- [STUDY TEXT]
╭──

Hey everyone,
I’ve been working on bringing up my first very complex board, and I’ve ended up running into what feels like a roadblock. The boards themselves include isolated CAN, SPI ports & a high power buck controller to control ~100 RGB leds with high-side current sensing, a UART to control several servos, a half dozen shielded capacitive sensor ports, and an integrated 3S lithium battery charger IC and a protection IC. I’ve got everything working with RTOS drivers written, except for the battery ICs.
Both the battery ICs are the smallest parts (the only QFNs I’m using), I think I’ve found a mistake or two in their schematics (shouldn’t be showstoppers, but definitely they could be better), and worst of all, they’re really becoming a sticking point, in that I can’t bring up that portion of the board (I’ve only managed to establish communications with one chip, a MAX77960, while the MAX17320 doesn’t respond at all).
The MAX77960 does respond to my read requests, but when I write new values to program it, the values I write only seem to persist in 2 of the configuration registers (the others go back to factory settings). The chip also gets hot to the touch with only a 300mA flowing through it, which is worrisome since I designed the board/chip to handle at least 6A. I’m guess that it might be overheating.
I’m assuming that these are pretty rare, specialty chips, and so I don’t think I’ll be able to get help in debugging them, and so now I’m thinking I need to redesign this part of my board to derisk it, since I’ve managed to get everything else operational.
Do you have any ICs or circuits you could point me towards to solve this onboard power problem? I need to be able to charge & possibly protect a 3S lipo battery pack (the pack probably needs each cell in a different place, due to mechanical constraints). I need the charger to be integrated into the PCB, because once the device is assembled, it would be very, very inconvenient to require removing the cells to recharge them.

╰──

- [EXERCISE SET]
**A)** Answer these from the post about battery charger ICs:
(i) Which chip does not respond at all?
(ii) How much current was flowing when the MAX77960 became hot to the touch?
(iii) What type of battery pack must the board be able to charge?
**B)** Copy the post about battery charger ICs from "Do you have" up to and including "to recharge them.".
**C)** Carry on the post about battery charger ICs from the point at which it stops.
None of the entries placed after this point are required here.

- [GIVEN RECORDS]
╭──

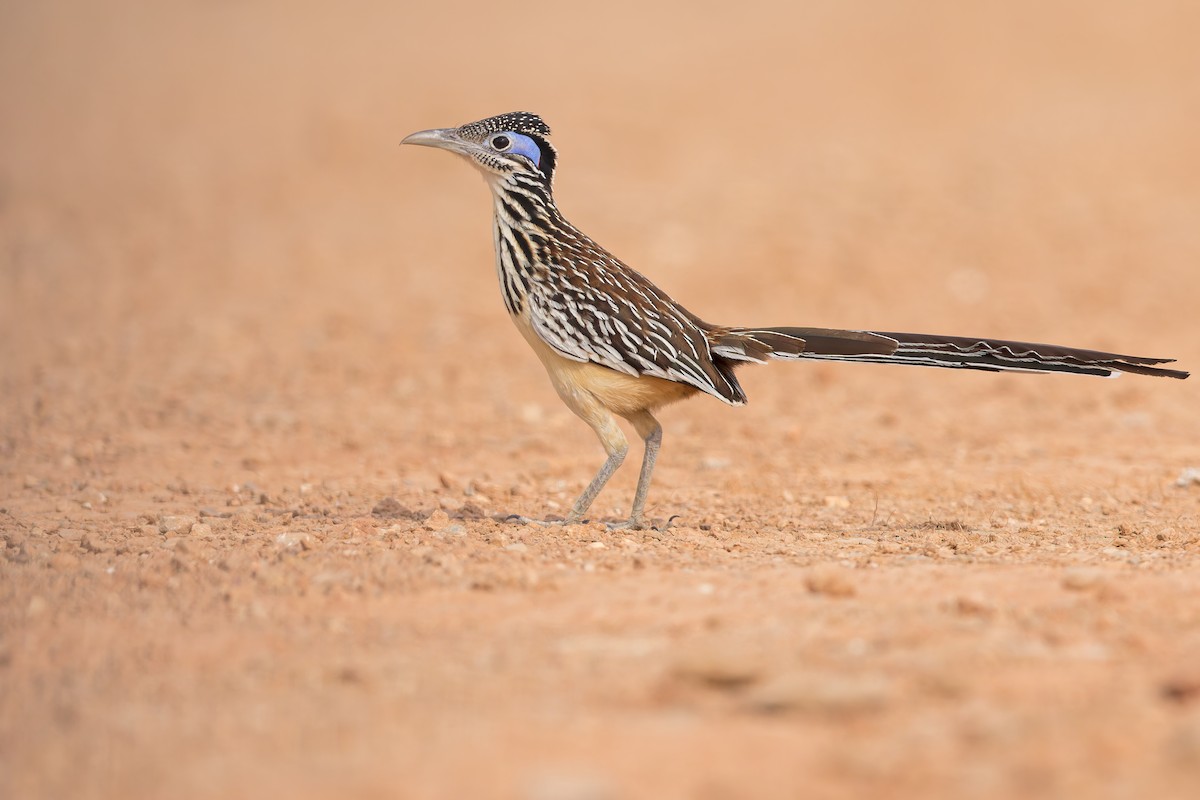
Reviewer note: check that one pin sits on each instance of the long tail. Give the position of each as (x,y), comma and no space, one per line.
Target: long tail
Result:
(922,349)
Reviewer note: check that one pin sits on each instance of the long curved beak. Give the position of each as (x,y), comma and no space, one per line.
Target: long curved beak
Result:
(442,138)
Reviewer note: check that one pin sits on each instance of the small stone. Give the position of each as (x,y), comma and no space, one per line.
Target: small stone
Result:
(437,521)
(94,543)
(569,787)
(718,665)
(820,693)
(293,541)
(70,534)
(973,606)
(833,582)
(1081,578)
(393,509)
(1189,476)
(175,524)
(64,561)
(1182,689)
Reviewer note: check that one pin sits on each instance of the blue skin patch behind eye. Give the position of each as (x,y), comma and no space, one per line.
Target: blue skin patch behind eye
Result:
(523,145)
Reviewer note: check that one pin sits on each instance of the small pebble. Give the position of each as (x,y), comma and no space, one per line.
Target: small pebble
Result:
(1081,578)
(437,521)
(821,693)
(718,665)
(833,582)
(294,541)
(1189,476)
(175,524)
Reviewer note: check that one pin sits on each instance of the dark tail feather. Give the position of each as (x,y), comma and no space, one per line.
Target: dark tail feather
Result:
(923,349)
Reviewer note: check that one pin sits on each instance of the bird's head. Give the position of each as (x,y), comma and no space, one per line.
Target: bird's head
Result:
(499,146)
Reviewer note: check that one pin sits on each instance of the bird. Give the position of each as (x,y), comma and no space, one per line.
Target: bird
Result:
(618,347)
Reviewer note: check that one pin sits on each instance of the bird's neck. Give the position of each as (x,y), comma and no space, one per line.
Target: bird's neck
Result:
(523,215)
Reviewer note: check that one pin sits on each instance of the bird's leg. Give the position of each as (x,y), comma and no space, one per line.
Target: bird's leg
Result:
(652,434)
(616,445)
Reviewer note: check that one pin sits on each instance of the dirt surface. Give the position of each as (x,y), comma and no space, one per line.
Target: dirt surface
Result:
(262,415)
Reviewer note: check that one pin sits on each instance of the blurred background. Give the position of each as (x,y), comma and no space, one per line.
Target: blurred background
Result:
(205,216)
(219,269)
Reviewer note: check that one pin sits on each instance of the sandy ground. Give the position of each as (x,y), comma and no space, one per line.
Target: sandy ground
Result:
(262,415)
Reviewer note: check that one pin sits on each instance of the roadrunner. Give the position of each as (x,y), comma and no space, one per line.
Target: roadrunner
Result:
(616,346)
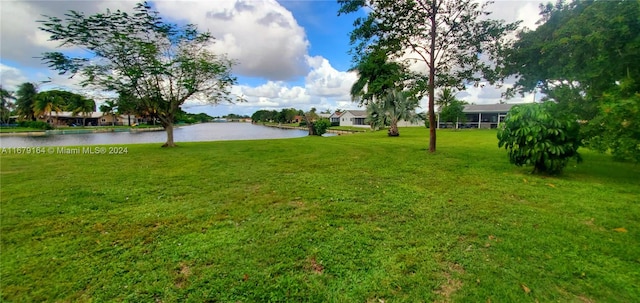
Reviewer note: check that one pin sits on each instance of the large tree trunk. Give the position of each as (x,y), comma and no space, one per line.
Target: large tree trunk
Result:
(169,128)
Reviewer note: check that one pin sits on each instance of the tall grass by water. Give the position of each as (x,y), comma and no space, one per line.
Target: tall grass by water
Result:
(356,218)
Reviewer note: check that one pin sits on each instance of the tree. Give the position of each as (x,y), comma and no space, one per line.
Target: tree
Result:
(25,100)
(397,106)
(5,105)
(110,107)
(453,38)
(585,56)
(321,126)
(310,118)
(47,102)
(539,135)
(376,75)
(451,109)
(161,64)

╰──

- [ANSWERS TO EACH TASK]
**A)**
(i) The MAX17320.
(ii) 300mA.
(iii) A 3S lipo battery pack.

**B)**
Do you have any ICs or circuits you could point me towards to solve this onboard power problem? I need to be able to charge & possibly protect a 3S lipo battery pack (the pack probably needs each cell in a different place, due to mechanical constraints). I need the charger to be integrated into the PCB, because once the device is assembled, it would be very, very inconvenient to require removing the cells to recharge them.

**C)**
Here’s the features I think I need:
- 3S Lipo charger
- 3S Lipo protector (overvoltage, undervoltage, thermal protection (ideally supporting 3 thermistors in order to sense each cell)) – this I feel like maybe could be changed to a much, much simpler circuit without any smarts or fancy current counting.
- I need to be able to draw at least ~80mA while charging in order to power the microcontroller and a few other circuits that decide when it’s OK to start charging
- Need to be able to disable charging functionality, even if power is applied to the charger
- I have pretty limited routable space remaining, so the easiest thing would be to control with I2C (happy to use an additional microcontroller), although I could use the I2C as GPIO instead, and I could maybe squeeze a single analog input to the host microcontroller as well.
- I have about 20x40mm board area I can reclaim from the MAX17320 and MAX77960.
- In stock now (LOL)
Thank you for your thoughts and advice on the highest-success-chance way to create this integrated battery pack!